═══ INPUT RECORDS
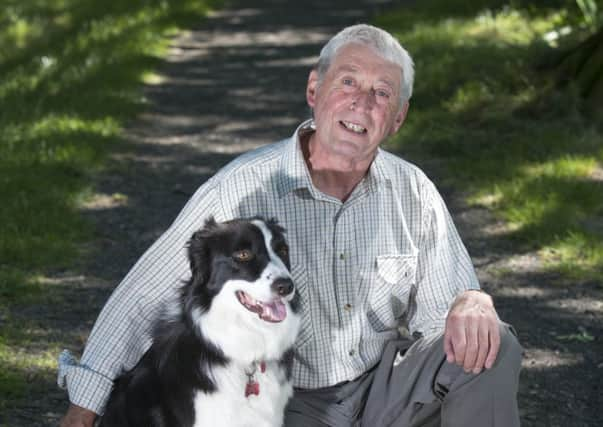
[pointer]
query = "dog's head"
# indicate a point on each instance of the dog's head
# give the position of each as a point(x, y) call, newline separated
point(240, 273)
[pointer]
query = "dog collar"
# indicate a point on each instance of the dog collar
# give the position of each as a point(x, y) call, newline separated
point(253, 386)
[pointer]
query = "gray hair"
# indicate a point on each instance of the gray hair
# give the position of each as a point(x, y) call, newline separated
point(382, 42)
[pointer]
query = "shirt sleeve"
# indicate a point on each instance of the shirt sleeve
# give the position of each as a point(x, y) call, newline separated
point(444, 268)
point(122, 332)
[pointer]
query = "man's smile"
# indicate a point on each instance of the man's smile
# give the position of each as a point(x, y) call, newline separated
point(353, 127)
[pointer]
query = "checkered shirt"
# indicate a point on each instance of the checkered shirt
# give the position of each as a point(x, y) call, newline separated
point(387, 256)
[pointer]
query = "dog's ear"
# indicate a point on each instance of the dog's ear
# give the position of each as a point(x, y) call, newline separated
point(198, 251)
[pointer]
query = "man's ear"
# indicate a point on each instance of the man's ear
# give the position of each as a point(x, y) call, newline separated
point(311, 88)
point(400, 118)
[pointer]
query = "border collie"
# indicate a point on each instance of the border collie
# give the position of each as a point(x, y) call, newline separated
point(221, 356)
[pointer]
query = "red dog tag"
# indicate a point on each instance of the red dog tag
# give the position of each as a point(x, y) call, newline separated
point(252, 387)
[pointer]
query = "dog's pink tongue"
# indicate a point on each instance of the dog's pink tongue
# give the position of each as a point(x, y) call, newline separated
point(274, 311)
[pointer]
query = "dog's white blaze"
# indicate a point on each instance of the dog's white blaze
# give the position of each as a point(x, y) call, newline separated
point(276, 267)
point(230, 408)
point(241, 334)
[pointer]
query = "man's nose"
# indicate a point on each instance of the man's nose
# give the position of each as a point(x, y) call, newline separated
point(283, 286)
point(364, 99)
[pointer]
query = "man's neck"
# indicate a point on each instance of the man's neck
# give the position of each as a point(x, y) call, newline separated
point(334, 176)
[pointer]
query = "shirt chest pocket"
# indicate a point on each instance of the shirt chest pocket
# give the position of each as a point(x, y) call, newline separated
point(389, 284)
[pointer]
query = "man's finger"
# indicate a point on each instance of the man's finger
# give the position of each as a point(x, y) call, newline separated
point(472, 349)
point(494, 345)
point(484, 347)
point(448, 348)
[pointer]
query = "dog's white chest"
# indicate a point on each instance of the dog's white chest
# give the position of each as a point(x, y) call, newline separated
point(229, 407)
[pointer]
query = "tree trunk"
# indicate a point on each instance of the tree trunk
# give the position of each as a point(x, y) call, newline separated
point(583, 66)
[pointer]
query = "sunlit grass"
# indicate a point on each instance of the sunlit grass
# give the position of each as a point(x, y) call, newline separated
point(503, 134)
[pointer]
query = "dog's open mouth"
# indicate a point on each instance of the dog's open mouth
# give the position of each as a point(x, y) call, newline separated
point(274, 311)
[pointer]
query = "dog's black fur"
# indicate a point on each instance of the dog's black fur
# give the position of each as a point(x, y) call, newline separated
point(161, 389)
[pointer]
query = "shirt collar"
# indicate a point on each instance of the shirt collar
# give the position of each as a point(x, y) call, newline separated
point(295, 171)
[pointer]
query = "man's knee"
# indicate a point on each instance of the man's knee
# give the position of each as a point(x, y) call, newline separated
point(510, 352)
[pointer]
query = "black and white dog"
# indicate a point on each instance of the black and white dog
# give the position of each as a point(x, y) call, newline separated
point(222, 355)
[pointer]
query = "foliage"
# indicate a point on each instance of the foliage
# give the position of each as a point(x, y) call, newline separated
point(512, 142)
point(71, 72)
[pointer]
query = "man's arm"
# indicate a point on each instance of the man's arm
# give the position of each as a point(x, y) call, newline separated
point(122, 332)
point(448, 295)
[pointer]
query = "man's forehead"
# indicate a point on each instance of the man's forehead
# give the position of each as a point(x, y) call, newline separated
point(352, 58)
══════
TASK OBJECTIVE: Repeat the entries word for word, from their beginning up to and including the line that contains "point(198, 251)". Omit the pictures from your answer.

EXERCISE RESPONSE:
[pointer]
query = "dog's head"
# indicate a point on each instance of the dog's head
# give the position of each as a point(x, y) call, newline separated
point(240, 273)
[pointer]
query = "dog collar"
# indicate a point on each instance of the dog collar
# give the position of each as a point(x, y) call, newline separated
point(253, 386)
[pointer]
query = "gray hair"
# indicate a point on each instance of the gray hair
# give the position of each as a point(x, y) call, newline separated
point(382, 42)
[pointer]
query = "shirt sleeve"
# indicate a point on each instance of the shirt sleeve
# give the position of each as a point(x, y) call, newline separated
point(444, 268)
point(122, 332)
[pointer]
query = "man's smile"
# indicate a point on each instance of the man's smile
# give the position of each as a point(x, y) call, newline separated
point(353, 127)
[pointer]
query = "checkered shirt"
# indicate a point on each instance of the checkered shirt
# give the position of each as a point(x, y) call, newline separated
point(387, 256)
[pointer]
query = "dog's ear"
# indicate a point on each instance of the dog's ear
# give the position of each as a point(x, y) call, newline separated
point(198, 251)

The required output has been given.